Ve söylemde gelen idamın şehvetiyle ıslanmaya başladık.
Mesele derin, hukuki izahları da geniş, ama halkın bilmesine yeter ölçüde kısaca;
-Devletin cezalandırma ve af yetkisi vardır.
-Yasa koyucunun suç ve ceza koyma yetkisi vardır.
-Anayasada öngörülen şekil ve nisapla TBMM yetkilidir.
İdam teknik bakımdan hukuki bir ceza değildir.
Zira ceza/landırma/nın amacı faili yok etmek değil, bozulan kamu düzenini tamir etmektir.
Ceza normunun 2 temel fonksiyonu vardır;
1-Genel Önleyicilik
- Suç sayılan eylemleri ve cezalarını önceden sayar ve işlersen cezalandırırım der ve herkesi uyarır.
2-Özel Önleyicilik
-Suç işleyeni de adil biçimde yargılar cezaevine atar özgürlüğünü kısıtlar. İbreti müessire der buna eskiler.
(Cezaların infazı da insan onuruna aykırı olamaz, bu konuda Venedik Komisyonu(1990) ilkelerine uygunluk esastır, biz de üyeyiz)

======

Görev 1 | Yukarıdaki idam cezası metninden "Ve söylemde gelen" sözleriyle başlayıp "nisapla TBMM yetkilidir." sözlerine kadar süren bölümü harfi harfine yazıya geçirir misin?

======

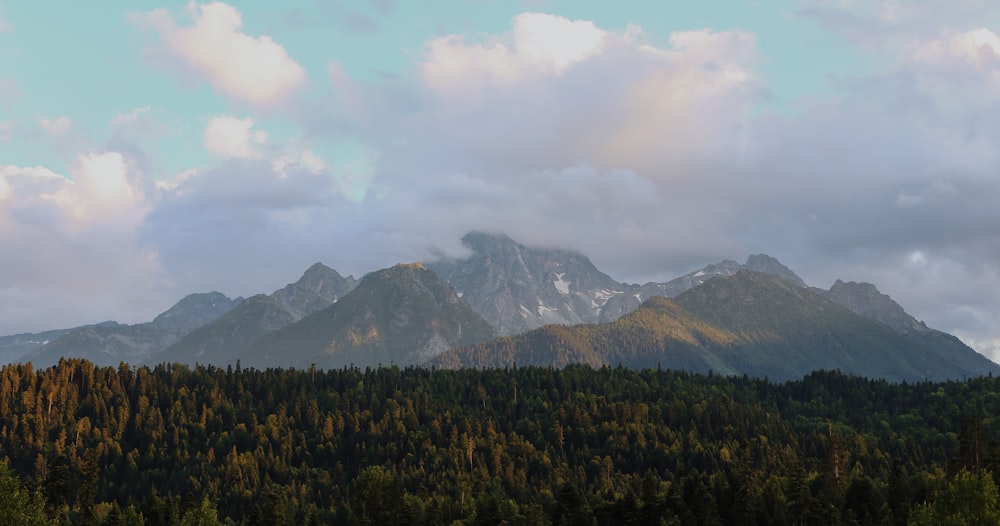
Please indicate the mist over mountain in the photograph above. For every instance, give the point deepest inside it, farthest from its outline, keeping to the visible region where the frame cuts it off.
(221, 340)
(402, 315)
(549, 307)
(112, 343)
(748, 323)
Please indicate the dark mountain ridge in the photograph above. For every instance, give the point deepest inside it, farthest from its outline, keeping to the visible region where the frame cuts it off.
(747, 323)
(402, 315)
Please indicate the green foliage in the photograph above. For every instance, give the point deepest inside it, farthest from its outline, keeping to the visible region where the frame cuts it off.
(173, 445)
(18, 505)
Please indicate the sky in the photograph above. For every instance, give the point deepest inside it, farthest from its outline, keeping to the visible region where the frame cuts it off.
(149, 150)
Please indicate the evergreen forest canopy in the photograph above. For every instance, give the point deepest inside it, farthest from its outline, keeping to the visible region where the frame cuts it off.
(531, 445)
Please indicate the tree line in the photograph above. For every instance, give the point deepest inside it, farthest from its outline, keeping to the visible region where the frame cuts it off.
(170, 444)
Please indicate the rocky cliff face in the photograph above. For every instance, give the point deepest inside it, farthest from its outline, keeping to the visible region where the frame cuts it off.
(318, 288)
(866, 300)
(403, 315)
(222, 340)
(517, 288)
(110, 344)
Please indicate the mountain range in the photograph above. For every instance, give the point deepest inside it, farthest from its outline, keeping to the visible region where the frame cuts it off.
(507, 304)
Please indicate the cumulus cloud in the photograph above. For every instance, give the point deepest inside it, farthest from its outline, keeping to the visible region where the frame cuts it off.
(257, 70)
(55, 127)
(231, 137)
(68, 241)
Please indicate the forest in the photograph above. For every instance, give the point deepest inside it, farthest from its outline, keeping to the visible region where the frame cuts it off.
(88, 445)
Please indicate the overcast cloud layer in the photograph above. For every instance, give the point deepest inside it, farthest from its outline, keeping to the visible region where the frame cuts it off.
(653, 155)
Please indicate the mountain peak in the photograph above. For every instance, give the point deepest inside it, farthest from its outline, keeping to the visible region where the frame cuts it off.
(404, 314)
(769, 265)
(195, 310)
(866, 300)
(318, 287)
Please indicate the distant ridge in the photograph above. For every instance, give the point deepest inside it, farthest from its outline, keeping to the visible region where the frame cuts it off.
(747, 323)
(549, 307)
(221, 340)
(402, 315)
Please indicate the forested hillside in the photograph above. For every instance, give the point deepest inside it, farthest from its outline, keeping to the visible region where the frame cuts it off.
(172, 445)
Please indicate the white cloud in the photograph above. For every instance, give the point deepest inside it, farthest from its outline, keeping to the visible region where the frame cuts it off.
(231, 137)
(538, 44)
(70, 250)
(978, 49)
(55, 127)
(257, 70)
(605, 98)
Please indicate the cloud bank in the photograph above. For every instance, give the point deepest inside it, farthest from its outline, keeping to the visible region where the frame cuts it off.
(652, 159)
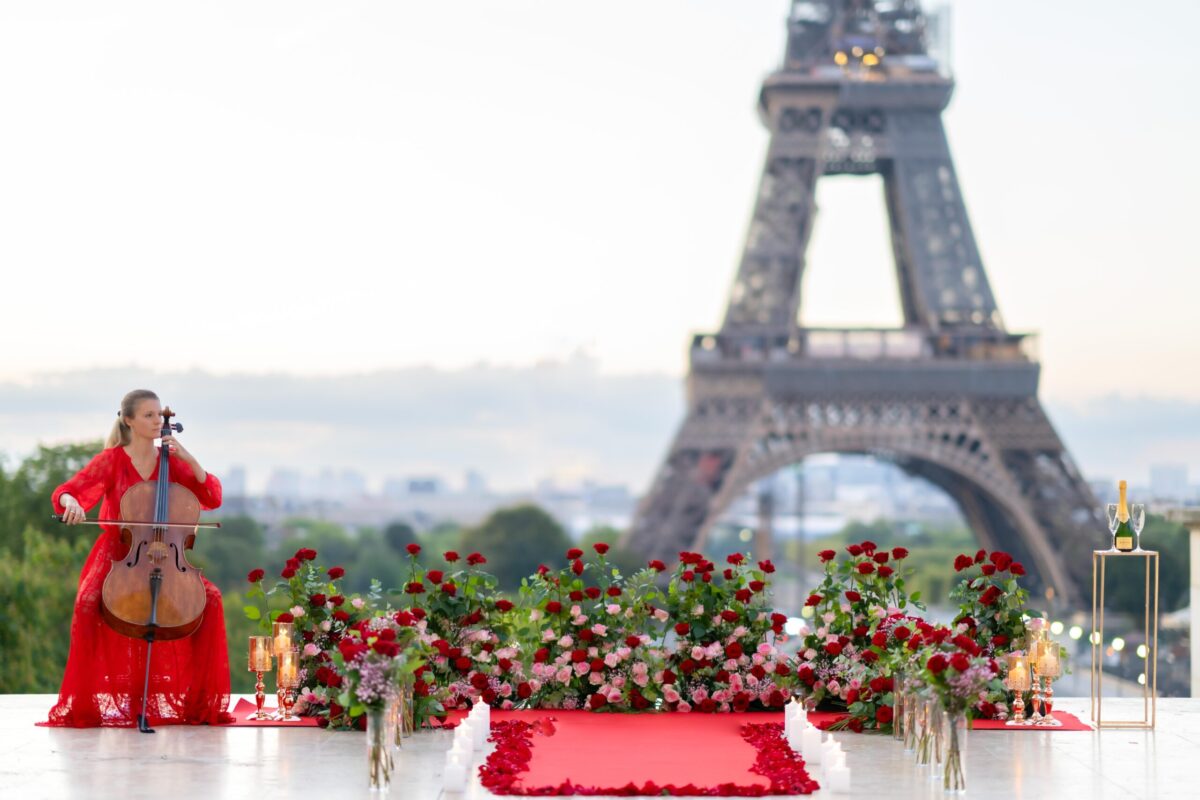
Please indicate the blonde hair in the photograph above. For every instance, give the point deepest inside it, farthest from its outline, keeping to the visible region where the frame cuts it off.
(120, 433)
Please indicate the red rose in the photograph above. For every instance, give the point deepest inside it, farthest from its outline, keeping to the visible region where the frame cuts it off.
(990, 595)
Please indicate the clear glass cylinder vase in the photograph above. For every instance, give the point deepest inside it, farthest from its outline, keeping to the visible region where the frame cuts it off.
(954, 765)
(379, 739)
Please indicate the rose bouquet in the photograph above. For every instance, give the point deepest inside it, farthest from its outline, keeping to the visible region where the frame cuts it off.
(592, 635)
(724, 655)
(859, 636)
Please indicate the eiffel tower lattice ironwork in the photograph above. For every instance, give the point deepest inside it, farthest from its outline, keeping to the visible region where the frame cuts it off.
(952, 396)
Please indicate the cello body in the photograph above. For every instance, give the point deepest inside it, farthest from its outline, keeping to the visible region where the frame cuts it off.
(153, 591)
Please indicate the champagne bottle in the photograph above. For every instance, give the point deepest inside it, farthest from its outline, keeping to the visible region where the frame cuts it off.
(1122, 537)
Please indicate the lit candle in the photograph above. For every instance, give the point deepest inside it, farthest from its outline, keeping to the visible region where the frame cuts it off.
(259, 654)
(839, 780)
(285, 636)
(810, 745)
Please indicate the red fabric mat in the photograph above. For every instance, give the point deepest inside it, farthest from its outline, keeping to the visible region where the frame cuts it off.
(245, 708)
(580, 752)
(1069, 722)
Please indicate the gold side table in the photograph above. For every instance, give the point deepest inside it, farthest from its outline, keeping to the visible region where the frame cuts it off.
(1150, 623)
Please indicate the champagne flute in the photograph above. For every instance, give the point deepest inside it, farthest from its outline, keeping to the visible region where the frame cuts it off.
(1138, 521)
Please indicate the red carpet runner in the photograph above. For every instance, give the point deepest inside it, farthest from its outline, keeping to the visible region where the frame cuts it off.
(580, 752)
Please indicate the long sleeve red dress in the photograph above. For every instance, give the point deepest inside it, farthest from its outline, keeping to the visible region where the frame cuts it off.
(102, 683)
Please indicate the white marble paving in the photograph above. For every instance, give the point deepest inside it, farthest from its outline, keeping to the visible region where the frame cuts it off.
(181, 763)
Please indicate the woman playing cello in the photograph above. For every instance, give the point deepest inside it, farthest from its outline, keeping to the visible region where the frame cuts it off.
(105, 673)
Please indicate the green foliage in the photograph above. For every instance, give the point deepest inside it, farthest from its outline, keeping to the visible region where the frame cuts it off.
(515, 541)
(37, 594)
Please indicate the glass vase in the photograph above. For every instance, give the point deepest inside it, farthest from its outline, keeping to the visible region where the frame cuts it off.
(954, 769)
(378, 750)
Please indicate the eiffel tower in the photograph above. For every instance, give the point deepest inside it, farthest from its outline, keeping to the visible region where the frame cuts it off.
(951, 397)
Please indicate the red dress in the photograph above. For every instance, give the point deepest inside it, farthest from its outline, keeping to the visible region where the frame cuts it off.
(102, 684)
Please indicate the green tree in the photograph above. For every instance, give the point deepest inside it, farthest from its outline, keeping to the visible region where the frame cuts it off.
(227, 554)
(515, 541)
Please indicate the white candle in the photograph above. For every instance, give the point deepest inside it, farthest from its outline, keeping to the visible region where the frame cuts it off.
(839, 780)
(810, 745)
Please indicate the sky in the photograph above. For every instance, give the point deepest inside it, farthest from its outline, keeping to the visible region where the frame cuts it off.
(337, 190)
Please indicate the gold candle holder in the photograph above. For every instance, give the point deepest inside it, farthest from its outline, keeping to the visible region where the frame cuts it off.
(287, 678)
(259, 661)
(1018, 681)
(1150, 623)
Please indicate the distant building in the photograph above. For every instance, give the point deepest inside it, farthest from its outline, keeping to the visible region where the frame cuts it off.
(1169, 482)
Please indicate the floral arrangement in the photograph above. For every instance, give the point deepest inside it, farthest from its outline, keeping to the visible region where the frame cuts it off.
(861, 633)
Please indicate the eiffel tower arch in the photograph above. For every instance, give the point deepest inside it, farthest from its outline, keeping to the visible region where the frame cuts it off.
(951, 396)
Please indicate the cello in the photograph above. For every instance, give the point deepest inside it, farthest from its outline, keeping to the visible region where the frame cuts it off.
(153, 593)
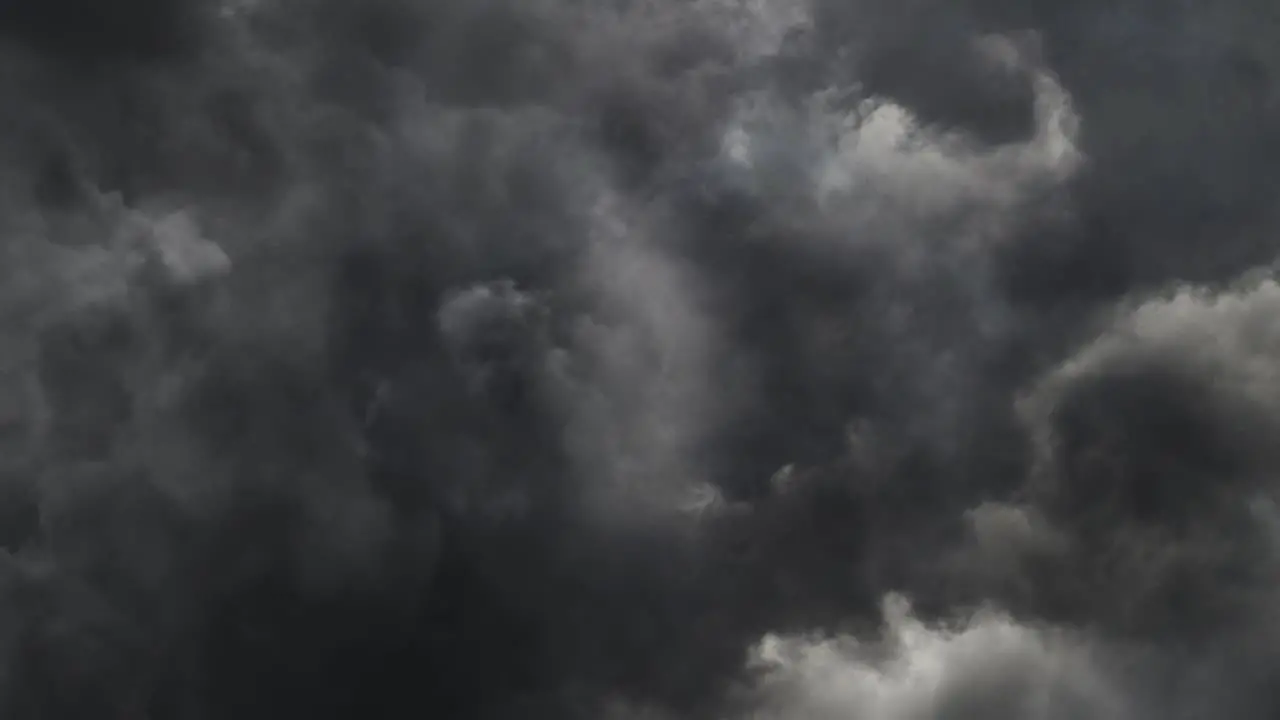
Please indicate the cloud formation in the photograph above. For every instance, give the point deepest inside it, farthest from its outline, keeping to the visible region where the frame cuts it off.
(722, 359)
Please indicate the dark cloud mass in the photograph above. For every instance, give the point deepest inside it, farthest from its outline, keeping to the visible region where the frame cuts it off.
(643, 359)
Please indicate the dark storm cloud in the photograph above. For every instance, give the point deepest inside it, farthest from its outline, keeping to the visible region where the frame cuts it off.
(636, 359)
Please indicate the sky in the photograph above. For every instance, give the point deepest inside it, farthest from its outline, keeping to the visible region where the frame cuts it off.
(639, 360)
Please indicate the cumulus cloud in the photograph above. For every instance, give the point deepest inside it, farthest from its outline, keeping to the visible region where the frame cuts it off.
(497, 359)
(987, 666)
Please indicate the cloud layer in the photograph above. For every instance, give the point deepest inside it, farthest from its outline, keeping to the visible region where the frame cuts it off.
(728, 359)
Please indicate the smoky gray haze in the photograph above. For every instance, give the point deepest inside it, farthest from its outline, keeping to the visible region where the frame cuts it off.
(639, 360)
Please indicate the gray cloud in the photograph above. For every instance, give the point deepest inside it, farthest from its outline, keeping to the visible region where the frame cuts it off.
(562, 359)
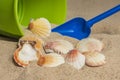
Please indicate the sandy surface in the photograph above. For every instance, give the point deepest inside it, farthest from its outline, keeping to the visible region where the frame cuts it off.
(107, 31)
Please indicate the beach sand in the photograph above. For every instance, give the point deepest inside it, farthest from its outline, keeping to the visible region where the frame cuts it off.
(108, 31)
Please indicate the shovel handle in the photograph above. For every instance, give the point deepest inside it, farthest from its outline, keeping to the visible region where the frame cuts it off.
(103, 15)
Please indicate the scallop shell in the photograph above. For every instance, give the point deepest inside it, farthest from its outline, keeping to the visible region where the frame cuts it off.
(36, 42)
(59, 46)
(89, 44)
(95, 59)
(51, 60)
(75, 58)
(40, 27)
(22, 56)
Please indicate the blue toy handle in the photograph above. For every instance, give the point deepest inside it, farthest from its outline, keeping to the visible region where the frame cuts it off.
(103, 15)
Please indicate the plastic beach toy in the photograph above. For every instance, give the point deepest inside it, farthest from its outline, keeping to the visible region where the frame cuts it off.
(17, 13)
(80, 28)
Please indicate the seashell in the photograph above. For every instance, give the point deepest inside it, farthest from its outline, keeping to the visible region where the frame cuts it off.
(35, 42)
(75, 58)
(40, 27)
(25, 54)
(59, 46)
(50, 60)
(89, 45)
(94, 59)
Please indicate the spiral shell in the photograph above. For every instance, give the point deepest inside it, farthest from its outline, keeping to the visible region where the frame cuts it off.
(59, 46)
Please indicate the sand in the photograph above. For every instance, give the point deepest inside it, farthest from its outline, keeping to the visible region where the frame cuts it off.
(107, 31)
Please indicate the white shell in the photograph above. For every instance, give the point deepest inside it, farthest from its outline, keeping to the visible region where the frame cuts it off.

======

Görev 2 | Yukarıdaki satırlar arasında "vase" kelimesini içerenlerin hepsini toplayıp her birini tam haliyle aktarır mısın?

Yazılı yanıt 1 |
Ve söylemde gelen idamın şehvetiyle ıslanmaya başladık.
Mesele derin, hukuki izahları da geniş, ama halkın bilmesine yeter ölçüde kısaca;
-Devletin cezalandırma ve af yetkisi vardır.
-Yasa koyucunun suç ve ceza koyma yetkisi vardır.
-Anayasada öngörülen şekil ve nisapla TBMM yetkilidir.

Yazılı yanıt 2 |
Please indicate the clear glass cylinder vase in the photograph above. For every instance, give the point deepest inside it, farthest from its outline, keeping to the visible region where the frame cuts it off.
Please indicate the glass vase in the photograph above. For every instance, give the point deepest inside it, farthest from its outline, keeping to the visible region where the frame cuts it off.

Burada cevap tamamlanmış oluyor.